Task brief | Nothing in the entries may be dropped: restate them word for word.

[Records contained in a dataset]
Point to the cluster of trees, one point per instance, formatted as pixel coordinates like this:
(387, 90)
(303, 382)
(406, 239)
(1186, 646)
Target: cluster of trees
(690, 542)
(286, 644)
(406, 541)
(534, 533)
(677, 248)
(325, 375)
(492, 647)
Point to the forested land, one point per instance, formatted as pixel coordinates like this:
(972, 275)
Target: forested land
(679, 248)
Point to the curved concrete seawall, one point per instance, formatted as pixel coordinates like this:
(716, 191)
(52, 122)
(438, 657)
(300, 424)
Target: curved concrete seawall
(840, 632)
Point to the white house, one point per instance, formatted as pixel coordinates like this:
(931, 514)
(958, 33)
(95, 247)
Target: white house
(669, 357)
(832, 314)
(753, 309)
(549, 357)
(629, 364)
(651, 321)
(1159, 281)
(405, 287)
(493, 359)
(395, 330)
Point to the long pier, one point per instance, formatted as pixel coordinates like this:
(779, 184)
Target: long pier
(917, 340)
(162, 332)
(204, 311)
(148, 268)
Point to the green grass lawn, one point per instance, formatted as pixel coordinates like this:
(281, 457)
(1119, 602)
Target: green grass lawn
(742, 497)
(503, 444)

Completed exercise |
Point to the cluster of trees, one point per instance, formatted as pixel coordinates like this:
(387, 90)
(303, 382)
(406, 239)
(1186, 646)
Target: cluster of trees
(690, 542)
(286, 644)
(406, 541)
(534, 533)
(677, 248)
(325, 375)
(492, 647)
Point to the forested land, one point per instance, formatted as pixel coordinates like this:
(972, 275)
Target: forested land
(679, 248)
Point to the curved concrete seawall, one point per instance, formatted as pixel coordinates like this:
(716, 191)
(52, 122)
(438, 657)
(300, 424)
Target: curved concrete seawall
(840, 632)
Point to the white house, one point per instance, formatted as pixel coordinates like this:
(931, 514)
(958, 33)
(95, 247)
Target: white house
(669, 357)
(832, 314)
(753, 309)
(549, 357)
(629, 364)
(651, 321)
(1159, 281)
(405, 287)
(493, 359)
(395, 330)
Point to the long pier, one point per instance, formatted as pixel coordinates like this:
(779, 184)
Target: long pier
(917, 340)
(162, 332)
(204, 311)
(148, 268)
Point to the green grass lawn, one point per instance, formatted as pixel coordinates like this:
(281, 457)
(1119, 602)
Target: green grass lawn
(742, 497)
(503, 444)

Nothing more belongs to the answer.